# [The request]
Retype part of the research log word for word, starting at the words "In her email" and ending after the words "that effects things.".

# [Passage to read]
It involved reverting back to an old version of crl (I saved it as crlold.py) and an older version of the plotting.

Here are the correlation functions:

I am getting the same problems with slight changes to the binning, changing how well the reconstruction works. For instance the best reconstruction is here (with 40 bins):

But if I change to 39 or 41 bins, I get a very different reconstruction:

Which makes me wonder if was just dumb luck that it worked for that particular binning in the first place.

I'm also running with a more interesting photometric distribution function to see how that looks. More to come....

Friday, March 26, 2010

Mask Fixed

It turns out that my mask was messing up. I now have it fixed. Here is what the data/randoms look like on the mock data:

And here is what is looks like for real data:

The log on 3/29 has the code to run these.

Tuesday, March 23, 2010

Playing with crl

I'm trying to fix the binning issues I was having with the reconstruction. Alexia suggested playing with the crl file.

In her email on March 10, subject: improving cross-correlation, she says:
"Go to the part of getCoeff in the crl.py file. There are two choices for for the matrix B (for a flat prior and for a linear prior). Comment out the linear and uncomment the flat, and rerun to see if you get the same behavior for a particular binning choice, or if you get the same TYPE of behavior with the new B, but not correlated to the specific bin choice."

I did above and here are some plots (left is with a constant prior and right is with linear prior):

This doesn't seem to change things much. I talked to Alexia on the phone today and she also suggested I change the value of lambda to see how that effects things.

Currently:
if tol > 0
lam*=10
else:
lam/=10

I'm looking at what changing these numbers (lambda) does to the reconstruction...

if lambda is 5:

Flat prior

Linear prior

if lambda is 100:
Flat prior

Linear Prior:

if lambda is 1:
Linear prior

Flat prior

Alexia doesn't think I should worry to much about this right now, but I thought I'd make some plots for her to look and think about.

On the to do list:
Run reconstruction on real data
Check the mesh to see if this is the cause of the correlation function taking so long to compute.

Wednesday, February 10, 2010

Back on Track

I fixed the angular correlation function using the method outlined in my last post. I did a run again on the mock data using photometric and spectroscopic sets with 200,000 objects. The correlation functions look much better now (and the code runs much faster too!):

2D and 3D correlation functions

The 2D are actual angular separations (different from what Alexia was doing which was collapsing the third dimension onto a projection plane). This is super exciting because the noise has gone down a lot compared to what I was getting before. Hopefully this will mean a better reconstruction.

The distribution functions I applied to the two data sets are below:

The cyan line is a histogram of the number photometric objects as a function of comoving distance away from the observer. The magenta line is the imposed photometric distribution function (what we are trying to reconstruct). The green line is a histogram of the number of spectroscopic objects as a function of comoving distance away from the observer. Note that it is different than the photometric distribution.

And here is the reconstruction:

The magenta is the imposed distribution function (same as the previous plot) and the red is the reconstructed distribution. They look pretty much the same. Awesome.

Tuesday, January 19, 2010

Back to Work (back to Reconstruction)

I need to do a better job of balancing working on both the Newman Project and BOSS Likelihood target selection. I feel like it's been months since I have worked on the Newman stuff. Luckily Alexia was in Mexico and helped me get up to speed again.

# [Recorded data]

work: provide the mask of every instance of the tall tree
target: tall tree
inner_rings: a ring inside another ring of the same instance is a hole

# [Exercise response]
In her email on March 10, subject: improving cross-correlation, she says:
"Go to the part of getCoeff in the crl.py file. There are two choices for for the matrix B (for a flat prior and for a linear prior). Comment out the linear and uncomment the flat, and rerun to see if you get the same behavior for a particular binning choice, or if you get the same TYPE of behavior with the new B, but not correlated to the specific bin choice."

I did above and here are some plots (left is with a constant prior and right is with linear prior):

This doesn't seem to change things much. I talked to Alexia on the phone today and she also suggested I change the value of lambda to see how that effects things.